◆ To do ◆
Starting with the line that contains "of the wooden", reproduce each line through the end of the listing below, with no other output.

(Recorded data)

⟨

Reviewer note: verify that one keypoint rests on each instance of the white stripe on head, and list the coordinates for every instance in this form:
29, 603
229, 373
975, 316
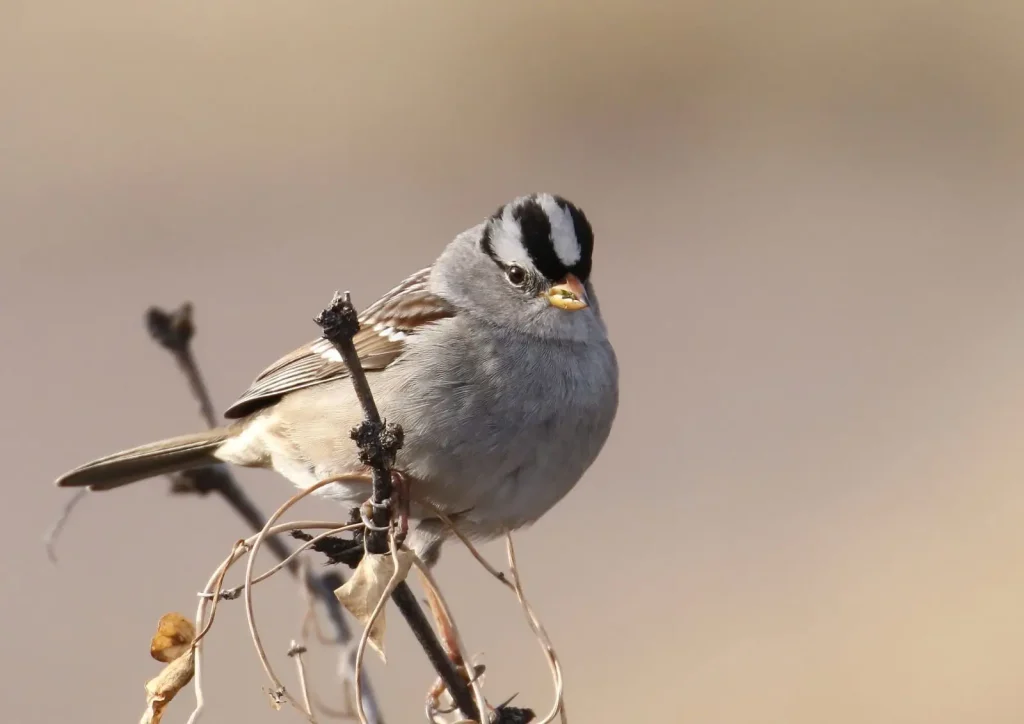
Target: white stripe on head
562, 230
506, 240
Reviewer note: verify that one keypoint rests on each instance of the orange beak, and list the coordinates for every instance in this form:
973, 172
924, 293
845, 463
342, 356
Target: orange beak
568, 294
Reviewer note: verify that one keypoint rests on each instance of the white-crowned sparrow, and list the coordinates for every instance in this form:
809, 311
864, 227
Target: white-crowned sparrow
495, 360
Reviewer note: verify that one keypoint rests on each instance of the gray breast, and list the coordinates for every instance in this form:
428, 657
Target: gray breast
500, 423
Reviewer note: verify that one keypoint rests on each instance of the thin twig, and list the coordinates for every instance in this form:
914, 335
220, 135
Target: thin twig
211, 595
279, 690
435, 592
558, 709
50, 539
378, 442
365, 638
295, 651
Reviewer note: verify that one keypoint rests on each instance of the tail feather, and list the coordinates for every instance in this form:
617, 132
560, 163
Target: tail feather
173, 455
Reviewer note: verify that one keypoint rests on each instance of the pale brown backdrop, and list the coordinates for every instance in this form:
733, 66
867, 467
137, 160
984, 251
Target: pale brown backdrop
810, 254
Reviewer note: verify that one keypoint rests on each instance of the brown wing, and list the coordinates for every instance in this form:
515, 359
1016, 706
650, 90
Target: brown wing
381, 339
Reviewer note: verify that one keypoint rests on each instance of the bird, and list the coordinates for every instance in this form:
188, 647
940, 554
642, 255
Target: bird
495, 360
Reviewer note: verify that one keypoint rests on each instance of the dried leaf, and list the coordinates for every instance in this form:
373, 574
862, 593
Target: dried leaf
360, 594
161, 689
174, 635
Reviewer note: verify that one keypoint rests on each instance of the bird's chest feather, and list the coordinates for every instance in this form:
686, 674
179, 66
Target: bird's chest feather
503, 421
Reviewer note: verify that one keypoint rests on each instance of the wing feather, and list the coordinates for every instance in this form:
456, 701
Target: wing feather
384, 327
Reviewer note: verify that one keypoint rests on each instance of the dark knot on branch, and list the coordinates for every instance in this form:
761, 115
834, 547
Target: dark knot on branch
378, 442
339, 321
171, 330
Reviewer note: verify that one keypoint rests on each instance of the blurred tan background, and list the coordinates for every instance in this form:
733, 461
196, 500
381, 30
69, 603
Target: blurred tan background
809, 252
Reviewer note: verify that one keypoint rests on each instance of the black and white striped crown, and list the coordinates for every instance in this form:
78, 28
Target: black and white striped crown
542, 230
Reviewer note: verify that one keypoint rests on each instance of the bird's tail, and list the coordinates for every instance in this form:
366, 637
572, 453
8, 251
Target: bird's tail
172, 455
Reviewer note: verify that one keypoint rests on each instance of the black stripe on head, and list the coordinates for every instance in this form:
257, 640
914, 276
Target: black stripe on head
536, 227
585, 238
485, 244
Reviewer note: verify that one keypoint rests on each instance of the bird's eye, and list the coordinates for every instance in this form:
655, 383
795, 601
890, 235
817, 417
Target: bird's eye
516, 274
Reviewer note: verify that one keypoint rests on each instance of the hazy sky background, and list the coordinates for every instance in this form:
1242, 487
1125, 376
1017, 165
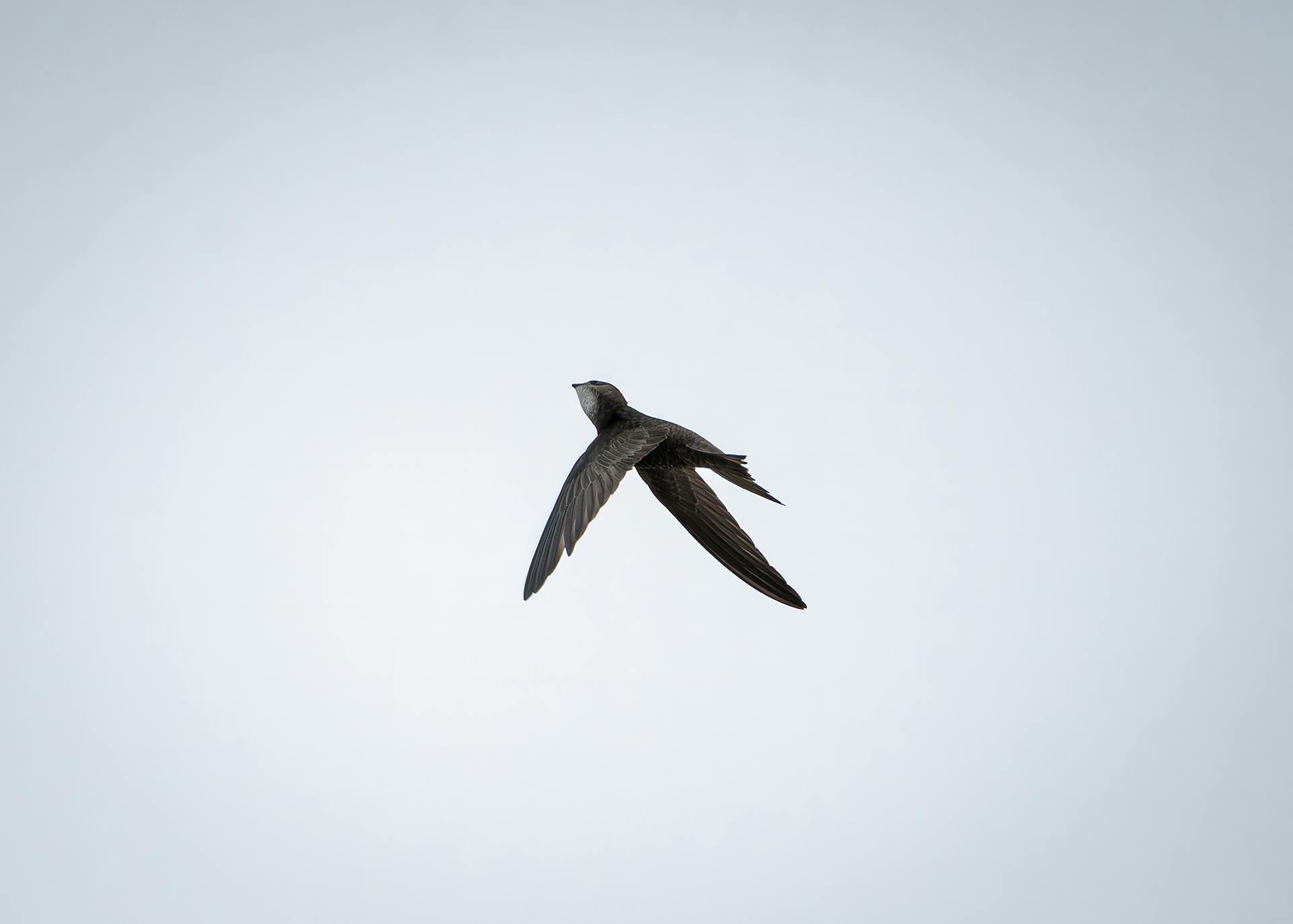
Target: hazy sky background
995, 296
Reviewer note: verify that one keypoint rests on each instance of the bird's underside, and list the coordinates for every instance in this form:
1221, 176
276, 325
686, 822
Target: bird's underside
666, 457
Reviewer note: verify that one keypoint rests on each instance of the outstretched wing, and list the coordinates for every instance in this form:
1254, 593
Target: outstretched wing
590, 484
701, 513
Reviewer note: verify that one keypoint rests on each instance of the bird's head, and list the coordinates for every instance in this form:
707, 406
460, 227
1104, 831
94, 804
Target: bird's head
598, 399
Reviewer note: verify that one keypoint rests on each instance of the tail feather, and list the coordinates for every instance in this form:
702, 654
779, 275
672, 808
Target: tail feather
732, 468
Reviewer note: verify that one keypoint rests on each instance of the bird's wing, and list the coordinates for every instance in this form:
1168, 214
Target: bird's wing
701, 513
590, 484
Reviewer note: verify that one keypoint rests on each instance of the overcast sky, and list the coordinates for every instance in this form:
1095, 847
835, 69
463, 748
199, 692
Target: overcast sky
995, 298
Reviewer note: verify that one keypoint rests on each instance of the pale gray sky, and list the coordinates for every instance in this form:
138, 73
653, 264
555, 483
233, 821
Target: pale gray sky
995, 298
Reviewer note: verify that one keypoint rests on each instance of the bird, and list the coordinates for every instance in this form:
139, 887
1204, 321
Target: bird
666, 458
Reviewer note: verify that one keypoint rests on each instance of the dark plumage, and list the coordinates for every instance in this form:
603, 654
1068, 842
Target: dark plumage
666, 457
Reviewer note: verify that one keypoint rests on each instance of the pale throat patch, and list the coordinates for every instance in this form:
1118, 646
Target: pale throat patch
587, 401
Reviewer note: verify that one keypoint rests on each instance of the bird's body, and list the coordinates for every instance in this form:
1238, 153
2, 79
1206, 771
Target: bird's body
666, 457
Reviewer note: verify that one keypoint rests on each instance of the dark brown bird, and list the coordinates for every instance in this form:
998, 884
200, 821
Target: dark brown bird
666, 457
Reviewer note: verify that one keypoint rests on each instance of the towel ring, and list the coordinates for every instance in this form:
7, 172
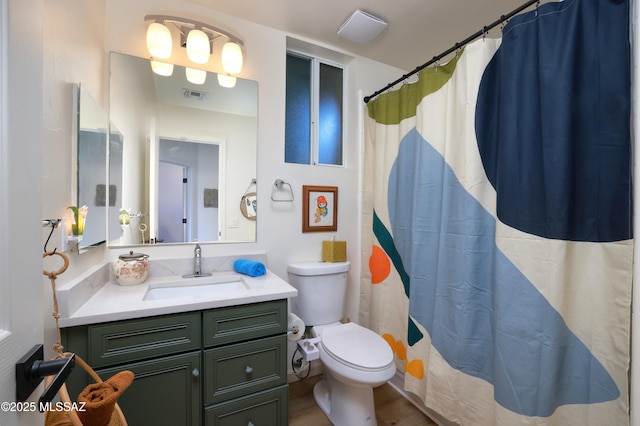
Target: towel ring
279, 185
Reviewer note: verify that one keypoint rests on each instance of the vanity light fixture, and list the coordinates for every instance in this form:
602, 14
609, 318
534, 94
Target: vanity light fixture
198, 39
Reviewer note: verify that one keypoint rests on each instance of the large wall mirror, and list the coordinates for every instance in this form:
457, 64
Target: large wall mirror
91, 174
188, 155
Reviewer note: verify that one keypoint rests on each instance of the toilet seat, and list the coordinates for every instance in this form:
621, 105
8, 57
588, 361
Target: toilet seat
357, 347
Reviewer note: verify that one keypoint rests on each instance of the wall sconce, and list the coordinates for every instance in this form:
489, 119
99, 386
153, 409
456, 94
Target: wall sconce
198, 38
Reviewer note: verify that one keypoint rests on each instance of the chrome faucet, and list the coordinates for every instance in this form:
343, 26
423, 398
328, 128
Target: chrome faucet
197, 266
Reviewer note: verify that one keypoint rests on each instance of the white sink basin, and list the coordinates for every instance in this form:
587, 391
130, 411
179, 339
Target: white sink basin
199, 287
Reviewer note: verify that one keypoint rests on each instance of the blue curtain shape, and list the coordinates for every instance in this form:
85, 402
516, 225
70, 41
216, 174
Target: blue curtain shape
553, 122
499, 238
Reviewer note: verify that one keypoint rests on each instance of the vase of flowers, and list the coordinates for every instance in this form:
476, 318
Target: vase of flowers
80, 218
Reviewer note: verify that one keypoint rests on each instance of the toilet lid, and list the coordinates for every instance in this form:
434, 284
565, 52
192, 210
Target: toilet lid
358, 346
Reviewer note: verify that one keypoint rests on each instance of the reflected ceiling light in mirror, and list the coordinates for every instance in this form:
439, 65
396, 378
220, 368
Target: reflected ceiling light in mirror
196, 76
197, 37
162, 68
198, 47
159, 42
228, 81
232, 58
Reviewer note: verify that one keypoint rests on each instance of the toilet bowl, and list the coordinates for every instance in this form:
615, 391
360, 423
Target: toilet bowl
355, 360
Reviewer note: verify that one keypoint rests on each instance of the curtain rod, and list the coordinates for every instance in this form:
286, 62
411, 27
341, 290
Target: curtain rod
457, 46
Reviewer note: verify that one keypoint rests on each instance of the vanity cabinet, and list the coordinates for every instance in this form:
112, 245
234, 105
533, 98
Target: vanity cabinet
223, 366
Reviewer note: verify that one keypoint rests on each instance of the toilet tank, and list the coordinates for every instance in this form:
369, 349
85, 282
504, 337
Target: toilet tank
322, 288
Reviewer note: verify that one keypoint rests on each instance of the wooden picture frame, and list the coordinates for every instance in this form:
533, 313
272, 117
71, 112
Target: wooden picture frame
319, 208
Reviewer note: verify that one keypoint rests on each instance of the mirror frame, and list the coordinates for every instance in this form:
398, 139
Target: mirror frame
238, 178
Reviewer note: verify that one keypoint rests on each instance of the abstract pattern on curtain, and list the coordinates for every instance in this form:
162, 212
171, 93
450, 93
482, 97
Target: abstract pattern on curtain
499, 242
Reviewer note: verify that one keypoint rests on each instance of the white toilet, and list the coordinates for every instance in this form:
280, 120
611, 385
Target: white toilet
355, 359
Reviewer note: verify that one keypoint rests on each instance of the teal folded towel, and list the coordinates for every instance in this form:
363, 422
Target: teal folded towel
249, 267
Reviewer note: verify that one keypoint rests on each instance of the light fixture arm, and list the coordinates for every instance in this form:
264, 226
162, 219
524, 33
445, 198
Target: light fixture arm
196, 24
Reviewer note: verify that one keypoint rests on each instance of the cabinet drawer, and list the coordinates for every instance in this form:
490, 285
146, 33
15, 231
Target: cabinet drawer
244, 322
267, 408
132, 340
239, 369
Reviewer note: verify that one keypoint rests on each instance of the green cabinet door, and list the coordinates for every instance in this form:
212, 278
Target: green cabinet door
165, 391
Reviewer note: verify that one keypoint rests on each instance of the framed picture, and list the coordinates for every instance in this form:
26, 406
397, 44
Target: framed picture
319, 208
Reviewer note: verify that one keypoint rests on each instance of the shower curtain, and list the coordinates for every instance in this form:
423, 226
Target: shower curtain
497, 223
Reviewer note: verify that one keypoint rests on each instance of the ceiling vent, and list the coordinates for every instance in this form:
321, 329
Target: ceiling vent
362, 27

⟩

◆ Result for this task ◆
Reviewer note: verify that one keypoint rests on each instance of the wooden picture frame, and list the coordinates for every instance in this form:
533, 313
272, 117
71, 112
Target: wooden picture frame
319, 208
Reviewer note: verify that one keypoint rests on each instance of the mirror frame, and list the coordinates for every instance in this form:
398, 139
Target: mirror frame
238, 178
Reviewer note: verify that one keypoint rests on each instance of the abstract pattern on curtain, and list the coordinates for every instance in this form:
162, 212
171, 93
450, 93
482, 97
Target: abstract pattern on curtain
499, 242
Reviewer note: verify that one keypoint rests on each instance of the white toilet, and list the coordinates for every instance in this form:
280, 120
611, 385
Target: white toilet
355, 359
Reviewer note: verify that one keypoint rests on each instance of the teal folded towel, and list the coordinates for every instance in this form:
363, 422
Target: teal folded towel
249, 267
Reviewer note: verify that one keypoint rests on each instance of the light fixture arm, and list the coordinates for every instance in this form:
264, 226
162, 219
524, 33
445, 198
Target: light fixture arm
196, 24
Reviewer note: verify that one keypoint rests on each instance of the cabinet drawer, and list the coordinates for every instance in this form:
490, 285
146, 33
15, 231
Target: cabinet drawer
244, 322
267, 408
132, 340
239, 369
Reviewer note: verify that one keypoint rests on each instance of the green cabinet door, and list the coordinates for every instance in this form:
212, 278
Target: green cabinet door
165, 391
Reviewer note: verify that one keypoint rests on each instance of the framed picture, and list the coordinates for every instance in this form:
26, 406
397, 44
Target: framed picture
319, 208
Reviewer note: verify that one keypoint rests on each instance of the shower curtain, and list the coordinates for every instance in this form:
423, 226
Target: shower curtain
497, 223
Reviewer note: verify that one keypoint rests on each instance of the ceiling vent, and list the coordinates for every instance in this form:
321, 329
Target: ceiling vent
362, 27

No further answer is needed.